*** Opening GIVEN PASSAGE ***

American planter and thoroughbred breeder (1777–1867)

John Harding (November 2, 1777 – September 16, 1867) was an American Southern planter and thoroughbred breeder in Middle Tennessee, near Nashville. He developed Belle Meade Plantation from 250 acres to 1300 in Davidson County; Bellevue at McSpadden's Bend on the Cumberland River, also in the county; and a 10,000-acre cotton plantation at Plum Point Bend in Mississippi County, Arkansas.

In 1850 Harding was the third-largest enslaver in Davidson County, given the total of enslaved Black Americans at his two Tennessee plantations. At Belle Meade he began to specialize in breeding and racing thoroughbred horses, and registered his silks with the Nashville Jockey Club.

*** Closing GIVEN PASSAGE ***

**PARTS OF THE EXERCISE:**
(A) List every plantation the John Harding biography says he developed, each with its location as given.
(B) Answer these questions from the John Harding biography, one per line:
(i) To how many acres did Harding enlarge Belle Meade Plantation?
(ii) Where did Harding rank among enslavers in Davidson County in 1850?
(iii) With which organization did Harding register his silks?
(C) Pick up the John Harding biography after its final sentence and continue it.

*** Opening DATA PROVIDED ***

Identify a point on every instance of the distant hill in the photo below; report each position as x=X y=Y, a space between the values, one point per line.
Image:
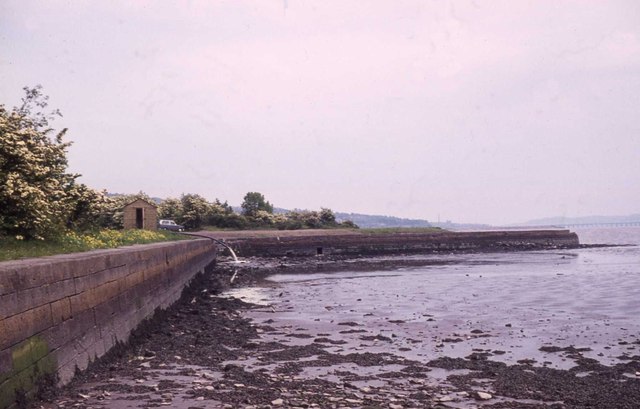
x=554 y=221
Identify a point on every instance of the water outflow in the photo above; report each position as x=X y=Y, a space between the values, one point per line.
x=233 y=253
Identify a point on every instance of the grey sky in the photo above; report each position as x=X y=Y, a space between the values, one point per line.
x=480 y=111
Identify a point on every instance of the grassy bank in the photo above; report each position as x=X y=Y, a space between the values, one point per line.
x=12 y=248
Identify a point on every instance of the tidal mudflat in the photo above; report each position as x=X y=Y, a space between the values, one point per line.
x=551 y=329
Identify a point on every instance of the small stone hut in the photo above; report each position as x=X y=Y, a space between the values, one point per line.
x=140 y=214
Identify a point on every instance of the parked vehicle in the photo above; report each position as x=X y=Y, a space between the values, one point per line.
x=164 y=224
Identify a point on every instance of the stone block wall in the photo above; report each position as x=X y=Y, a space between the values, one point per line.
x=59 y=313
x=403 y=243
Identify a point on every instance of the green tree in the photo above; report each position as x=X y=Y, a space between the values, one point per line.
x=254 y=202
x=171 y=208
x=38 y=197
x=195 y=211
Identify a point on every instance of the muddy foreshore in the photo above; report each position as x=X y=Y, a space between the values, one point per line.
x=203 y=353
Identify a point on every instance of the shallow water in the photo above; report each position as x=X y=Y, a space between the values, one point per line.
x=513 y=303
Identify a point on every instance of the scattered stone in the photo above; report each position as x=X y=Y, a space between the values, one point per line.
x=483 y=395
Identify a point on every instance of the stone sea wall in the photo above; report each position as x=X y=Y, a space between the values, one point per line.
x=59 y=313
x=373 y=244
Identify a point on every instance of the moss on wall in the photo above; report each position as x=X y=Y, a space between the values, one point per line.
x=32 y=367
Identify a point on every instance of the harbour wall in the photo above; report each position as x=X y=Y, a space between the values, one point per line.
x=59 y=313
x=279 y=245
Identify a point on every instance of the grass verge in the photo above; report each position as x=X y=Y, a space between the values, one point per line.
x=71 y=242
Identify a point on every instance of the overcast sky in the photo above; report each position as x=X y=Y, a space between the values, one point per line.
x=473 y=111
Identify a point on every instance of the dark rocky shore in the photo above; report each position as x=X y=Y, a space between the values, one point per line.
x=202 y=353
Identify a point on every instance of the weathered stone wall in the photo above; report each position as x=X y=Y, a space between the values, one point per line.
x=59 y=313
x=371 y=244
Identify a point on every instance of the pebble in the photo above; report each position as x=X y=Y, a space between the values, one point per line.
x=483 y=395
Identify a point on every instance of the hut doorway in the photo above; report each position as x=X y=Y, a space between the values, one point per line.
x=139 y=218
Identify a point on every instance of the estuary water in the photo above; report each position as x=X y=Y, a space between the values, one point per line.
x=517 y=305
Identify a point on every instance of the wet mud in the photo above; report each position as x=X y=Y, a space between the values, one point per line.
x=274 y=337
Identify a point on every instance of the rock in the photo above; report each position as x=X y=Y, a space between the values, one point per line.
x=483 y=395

*** Closing DATA PROVIDED ***

**ANSWERS TO THE PROBLEMS:**
(A)
Belle Meade Plantation, in Davidson County
Bellevue, at McSpadden's Bend on the Cumberland River in Davidson County
A 10,000-acre cotton plantation at Plum Point Bend in Mississippi County, Arkansas

(B)
(i) 1300 acres
(ii) He was the third-largest enslaver in the county.
(iii) The Nashville Jockey Club

(C)
His son William Giles Harding acquired additional lands to enlarge Belle Mead to 5400 acres by the late 19th century, and began to breed purebred cattle, sheep, cashmere goats and other livestock. Due to debt, in 1906 most of the property was sold to a land development company, and later suburban housing was built, and the independent city of Belle Meade, Tennessee was founded. Belle Meade Plantation, which was listed on the National Register of Historic Places in the late 20th century, now consists of the 1853 mansion, and outbuildings on 30 acres. It is operated as a museum and event space

==Early life==
John Harding was born in Goochland County, Virginia on November 2, 1777. His family moved to Davidson County, Tennessee in 1798, in what was known as Middle Tennessee of the Grand Divisions. His grandfather had owned slaves in Virginia, and his father, Giles Harding, brought several with the family to Tennessee. John Harding also owned slaves and became the third-largest slaveholder in Davidson County by 1850.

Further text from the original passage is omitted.